------ Exercise data

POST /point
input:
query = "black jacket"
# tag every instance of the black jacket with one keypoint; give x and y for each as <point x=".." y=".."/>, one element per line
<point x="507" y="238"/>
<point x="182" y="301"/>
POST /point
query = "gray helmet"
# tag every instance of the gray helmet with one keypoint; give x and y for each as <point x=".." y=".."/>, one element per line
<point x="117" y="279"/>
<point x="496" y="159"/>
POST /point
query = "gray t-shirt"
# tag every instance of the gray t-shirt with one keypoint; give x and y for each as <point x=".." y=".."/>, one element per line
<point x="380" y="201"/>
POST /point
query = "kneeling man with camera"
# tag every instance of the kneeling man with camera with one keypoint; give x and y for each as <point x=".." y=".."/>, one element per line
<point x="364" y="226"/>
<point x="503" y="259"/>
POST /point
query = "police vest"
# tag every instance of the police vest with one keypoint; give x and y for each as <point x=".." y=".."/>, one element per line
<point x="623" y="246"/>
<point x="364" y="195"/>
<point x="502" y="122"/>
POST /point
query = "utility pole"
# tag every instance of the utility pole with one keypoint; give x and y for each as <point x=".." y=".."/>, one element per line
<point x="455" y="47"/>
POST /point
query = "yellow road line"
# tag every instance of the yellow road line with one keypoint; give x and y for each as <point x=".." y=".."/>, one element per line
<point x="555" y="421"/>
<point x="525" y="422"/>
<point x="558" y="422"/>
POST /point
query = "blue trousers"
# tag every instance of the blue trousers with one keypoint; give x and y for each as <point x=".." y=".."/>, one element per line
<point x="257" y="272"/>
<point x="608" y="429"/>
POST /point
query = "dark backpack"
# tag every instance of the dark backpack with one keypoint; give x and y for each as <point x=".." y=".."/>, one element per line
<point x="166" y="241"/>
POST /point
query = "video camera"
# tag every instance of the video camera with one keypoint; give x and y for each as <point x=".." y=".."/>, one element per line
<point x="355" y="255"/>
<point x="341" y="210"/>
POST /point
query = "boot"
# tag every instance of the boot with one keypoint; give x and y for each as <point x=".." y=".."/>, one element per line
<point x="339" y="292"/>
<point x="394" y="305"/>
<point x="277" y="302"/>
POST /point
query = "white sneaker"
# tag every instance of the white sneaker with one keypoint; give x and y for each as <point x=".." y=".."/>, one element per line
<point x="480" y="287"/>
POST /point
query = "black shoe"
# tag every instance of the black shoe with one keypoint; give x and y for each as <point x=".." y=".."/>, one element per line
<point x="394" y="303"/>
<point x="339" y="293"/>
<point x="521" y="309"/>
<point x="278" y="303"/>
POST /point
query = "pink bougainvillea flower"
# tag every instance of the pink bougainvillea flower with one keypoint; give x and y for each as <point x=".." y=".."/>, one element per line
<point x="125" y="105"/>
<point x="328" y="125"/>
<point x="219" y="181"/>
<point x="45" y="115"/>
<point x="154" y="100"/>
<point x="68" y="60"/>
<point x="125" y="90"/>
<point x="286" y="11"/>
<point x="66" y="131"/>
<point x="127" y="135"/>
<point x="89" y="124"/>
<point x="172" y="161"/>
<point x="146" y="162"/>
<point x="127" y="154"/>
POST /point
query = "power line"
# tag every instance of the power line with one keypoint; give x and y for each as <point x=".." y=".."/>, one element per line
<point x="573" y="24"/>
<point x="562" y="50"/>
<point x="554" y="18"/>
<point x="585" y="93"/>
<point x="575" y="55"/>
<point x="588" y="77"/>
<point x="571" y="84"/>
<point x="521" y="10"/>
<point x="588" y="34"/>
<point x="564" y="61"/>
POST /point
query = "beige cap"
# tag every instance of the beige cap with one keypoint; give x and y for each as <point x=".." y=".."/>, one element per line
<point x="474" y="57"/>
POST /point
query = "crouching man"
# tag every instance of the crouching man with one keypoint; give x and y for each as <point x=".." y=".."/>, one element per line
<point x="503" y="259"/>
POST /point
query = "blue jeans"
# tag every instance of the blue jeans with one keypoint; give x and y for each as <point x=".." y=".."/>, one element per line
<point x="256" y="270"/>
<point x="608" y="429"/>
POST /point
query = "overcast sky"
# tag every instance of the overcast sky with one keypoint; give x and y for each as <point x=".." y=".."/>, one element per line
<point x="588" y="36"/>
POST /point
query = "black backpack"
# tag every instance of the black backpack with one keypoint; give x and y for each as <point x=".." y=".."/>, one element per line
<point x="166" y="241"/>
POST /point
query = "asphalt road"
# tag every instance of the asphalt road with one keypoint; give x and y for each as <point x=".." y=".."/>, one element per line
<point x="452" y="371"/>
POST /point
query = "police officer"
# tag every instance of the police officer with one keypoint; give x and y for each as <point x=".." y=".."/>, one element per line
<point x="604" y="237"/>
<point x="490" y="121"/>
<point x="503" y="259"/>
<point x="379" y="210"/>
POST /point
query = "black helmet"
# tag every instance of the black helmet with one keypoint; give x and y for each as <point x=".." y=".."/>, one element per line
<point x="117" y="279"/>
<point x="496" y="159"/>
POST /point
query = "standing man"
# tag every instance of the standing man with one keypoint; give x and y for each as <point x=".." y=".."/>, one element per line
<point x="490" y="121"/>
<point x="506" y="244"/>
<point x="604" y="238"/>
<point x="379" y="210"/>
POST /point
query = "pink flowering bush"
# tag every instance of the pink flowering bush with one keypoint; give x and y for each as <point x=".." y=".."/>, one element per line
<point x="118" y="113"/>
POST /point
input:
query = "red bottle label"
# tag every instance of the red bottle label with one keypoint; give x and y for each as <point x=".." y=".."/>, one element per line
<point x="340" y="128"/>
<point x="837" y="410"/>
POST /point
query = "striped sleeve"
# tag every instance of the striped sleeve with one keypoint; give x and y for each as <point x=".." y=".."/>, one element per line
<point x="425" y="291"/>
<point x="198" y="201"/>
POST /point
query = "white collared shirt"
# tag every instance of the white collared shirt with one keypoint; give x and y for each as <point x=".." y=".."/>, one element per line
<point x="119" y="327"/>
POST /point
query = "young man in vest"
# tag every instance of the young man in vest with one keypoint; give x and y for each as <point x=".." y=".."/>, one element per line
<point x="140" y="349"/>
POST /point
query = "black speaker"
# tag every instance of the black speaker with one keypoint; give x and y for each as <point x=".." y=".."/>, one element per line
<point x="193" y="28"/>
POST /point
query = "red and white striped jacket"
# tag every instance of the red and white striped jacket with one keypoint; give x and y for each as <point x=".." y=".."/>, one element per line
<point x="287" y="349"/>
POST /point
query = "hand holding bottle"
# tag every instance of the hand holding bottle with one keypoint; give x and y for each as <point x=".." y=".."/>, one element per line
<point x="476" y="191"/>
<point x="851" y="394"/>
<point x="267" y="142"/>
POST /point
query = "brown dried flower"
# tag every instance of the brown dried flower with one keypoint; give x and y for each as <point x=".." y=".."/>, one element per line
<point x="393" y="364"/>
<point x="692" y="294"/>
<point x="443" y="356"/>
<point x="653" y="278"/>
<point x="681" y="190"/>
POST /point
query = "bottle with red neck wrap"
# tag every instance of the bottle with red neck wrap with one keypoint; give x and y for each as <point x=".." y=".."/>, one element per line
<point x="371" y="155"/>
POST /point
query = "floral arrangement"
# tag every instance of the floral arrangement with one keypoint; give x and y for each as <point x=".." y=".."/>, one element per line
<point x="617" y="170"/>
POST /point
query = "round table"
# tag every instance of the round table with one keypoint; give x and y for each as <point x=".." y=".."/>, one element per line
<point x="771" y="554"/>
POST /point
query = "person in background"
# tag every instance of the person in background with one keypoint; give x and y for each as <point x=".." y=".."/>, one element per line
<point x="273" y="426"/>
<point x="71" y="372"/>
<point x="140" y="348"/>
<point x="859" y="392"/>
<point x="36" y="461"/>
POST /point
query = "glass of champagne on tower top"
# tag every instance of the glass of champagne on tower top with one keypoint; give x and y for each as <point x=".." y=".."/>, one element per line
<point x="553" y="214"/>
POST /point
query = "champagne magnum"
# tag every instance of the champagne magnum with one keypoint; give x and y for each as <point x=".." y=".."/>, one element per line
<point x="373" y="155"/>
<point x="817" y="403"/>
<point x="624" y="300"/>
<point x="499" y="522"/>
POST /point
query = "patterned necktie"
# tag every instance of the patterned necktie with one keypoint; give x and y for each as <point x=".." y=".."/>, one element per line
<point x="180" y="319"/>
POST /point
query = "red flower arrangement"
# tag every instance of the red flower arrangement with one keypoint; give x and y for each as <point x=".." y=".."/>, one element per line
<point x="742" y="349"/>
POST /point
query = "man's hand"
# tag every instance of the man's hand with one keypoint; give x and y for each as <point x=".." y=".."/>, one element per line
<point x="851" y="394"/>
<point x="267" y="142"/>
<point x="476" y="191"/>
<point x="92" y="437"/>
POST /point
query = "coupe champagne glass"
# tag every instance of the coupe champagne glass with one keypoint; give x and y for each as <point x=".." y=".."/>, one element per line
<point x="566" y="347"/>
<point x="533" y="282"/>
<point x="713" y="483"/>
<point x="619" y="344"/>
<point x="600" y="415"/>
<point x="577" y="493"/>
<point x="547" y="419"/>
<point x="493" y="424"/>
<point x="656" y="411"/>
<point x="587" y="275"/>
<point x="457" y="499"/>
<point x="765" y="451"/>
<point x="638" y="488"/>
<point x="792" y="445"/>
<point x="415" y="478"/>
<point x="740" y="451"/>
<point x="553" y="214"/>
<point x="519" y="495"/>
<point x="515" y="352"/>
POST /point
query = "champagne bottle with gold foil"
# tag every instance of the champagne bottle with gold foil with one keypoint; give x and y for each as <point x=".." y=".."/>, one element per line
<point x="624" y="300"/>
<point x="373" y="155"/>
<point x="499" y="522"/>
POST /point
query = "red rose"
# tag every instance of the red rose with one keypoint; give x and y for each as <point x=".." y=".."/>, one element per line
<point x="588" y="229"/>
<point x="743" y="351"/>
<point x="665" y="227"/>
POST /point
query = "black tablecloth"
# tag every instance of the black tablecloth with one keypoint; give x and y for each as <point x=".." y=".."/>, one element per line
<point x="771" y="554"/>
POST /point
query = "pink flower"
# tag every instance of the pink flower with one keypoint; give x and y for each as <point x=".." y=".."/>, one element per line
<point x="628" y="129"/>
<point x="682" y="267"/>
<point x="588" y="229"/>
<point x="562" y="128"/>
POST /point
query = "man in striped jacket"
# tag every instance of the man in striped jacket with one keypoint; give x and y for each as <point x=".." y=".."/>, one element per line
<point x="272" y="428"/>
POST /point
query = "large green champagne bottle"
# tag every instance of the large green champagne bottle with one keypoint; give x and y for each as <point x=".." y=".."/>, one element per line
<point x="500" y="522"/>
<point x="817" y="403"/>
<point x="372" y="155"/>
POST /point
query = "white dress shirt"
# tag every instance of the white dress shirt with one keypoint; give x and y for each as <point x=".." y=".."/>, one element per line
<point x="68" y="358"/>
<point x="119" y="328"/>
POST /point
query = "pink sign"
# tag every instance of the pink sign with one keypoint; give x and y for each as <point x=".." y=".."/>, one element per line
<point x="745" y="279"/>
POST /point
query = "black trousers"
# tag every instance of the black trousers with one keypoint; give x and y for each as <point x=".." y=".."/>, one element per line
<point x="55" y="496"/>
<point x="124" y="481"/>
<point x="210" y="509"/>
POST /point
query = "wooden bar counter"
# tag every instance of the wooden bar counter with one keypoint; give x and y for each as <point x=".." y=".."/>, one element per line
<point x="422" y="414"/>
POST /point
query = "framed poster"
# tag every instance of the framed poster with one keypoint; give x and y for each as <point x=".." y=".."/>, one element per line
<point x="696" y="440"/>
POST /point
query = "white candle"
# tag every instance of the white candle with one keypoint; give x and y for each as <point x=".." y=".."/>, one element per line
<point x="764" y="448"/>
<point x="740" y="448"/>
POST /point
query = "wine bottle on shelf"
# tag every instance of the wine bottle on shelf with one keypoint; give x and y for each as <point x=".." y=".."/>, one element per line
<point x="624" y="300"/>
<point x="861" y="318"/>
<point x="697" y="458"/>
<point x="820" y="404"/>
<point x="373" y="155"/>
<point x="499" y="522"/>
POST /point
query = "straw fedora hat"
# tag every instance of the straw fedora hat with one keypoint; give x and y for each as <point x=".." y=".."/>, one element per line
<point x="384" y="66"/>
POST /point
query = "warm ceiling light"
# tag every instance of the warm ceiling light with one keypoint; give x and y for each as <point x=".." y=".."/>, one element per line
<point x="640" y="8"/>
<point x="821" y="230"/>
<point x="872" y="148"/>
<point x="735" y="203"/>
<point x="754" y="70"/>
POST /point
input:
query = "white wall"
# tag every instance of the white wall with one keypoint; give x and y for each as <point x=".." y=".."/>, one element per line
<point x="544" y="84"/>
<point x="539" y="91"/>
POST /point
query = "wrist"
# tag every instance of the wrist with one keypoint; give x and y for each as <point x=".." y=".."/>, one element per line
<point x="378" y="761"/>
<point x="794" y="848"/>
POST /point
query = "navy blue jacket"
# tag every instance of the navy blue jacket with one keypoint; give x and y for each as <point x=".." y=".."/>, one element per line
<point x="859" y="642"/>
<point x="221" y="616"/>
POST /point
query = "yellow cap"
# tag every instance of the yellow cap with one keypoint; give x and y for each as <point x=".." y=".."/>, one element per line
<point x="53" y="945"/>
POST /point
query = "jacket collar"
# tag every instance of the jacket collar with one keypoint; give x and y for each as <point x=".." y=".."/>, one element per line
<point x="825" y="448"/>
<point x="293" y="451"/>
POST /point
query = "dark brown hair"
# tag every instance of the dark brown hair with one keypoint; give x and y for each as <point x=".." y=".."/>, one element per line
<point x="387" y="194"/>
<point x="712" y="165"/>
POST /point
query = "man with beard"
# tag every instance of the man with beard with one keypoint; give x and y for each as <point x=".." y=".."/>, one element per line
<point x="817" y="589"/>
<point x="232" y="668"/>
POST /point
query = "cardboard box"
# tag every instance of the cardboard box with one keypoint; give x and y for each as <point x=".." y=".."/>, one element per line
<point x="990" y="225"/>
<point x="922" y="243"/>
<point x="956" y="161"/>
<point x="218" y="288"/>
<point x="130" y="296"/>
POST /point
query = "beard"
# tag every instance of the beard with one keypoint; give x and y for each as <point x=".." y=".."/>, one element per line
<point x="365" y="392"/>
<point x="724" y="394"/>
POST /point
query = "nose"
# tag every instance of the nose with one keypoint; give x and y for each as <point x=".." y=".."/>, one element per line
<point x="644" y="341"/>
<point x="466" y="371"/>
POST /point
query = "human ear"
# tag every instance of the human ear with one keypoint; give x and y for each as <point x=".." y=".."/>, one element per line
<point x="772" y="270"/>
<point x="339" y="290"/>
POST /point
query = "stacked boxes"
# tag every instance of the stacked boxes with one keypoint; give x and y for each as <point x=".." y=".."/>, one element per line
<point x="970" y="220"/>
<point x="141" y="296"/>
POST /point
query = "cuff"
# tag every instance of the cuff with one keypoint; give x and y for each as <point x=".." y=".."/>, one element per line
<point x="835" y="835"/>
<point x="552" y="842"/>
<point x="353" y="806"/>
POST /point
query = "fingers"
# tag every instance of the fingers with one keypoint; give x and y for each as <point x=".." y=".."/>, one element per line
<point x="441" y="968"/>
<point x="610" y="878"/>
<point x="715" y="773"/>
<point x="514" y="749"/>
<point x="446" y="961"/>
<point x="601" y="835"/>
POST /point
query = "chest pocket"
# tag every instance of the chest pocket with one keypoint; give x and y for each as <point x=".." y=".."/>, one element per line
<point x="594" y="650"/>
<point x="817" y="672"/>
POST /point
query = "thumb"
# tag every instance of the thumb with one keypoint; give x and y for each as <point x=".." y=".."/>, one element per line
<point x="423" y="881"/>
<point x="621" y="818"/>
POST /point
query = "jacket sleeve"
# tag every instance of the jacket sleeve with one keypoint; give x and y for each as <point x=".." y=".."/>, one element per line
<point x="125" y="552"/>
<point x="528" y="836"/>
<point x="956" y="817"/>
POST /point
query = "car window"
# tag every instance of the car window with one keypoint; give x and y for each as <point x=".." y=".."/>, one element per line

------------

The task: Which lines in the rows above contain the word "crouching"? Select and copy each of those lines, counting only matches with the same uppercase and lowercase letters.

The result:
query = "crouching man"
# tag every instance of the crouching man with one keypoint; give x and y for each as <point x=".." y=".."/>, one element per line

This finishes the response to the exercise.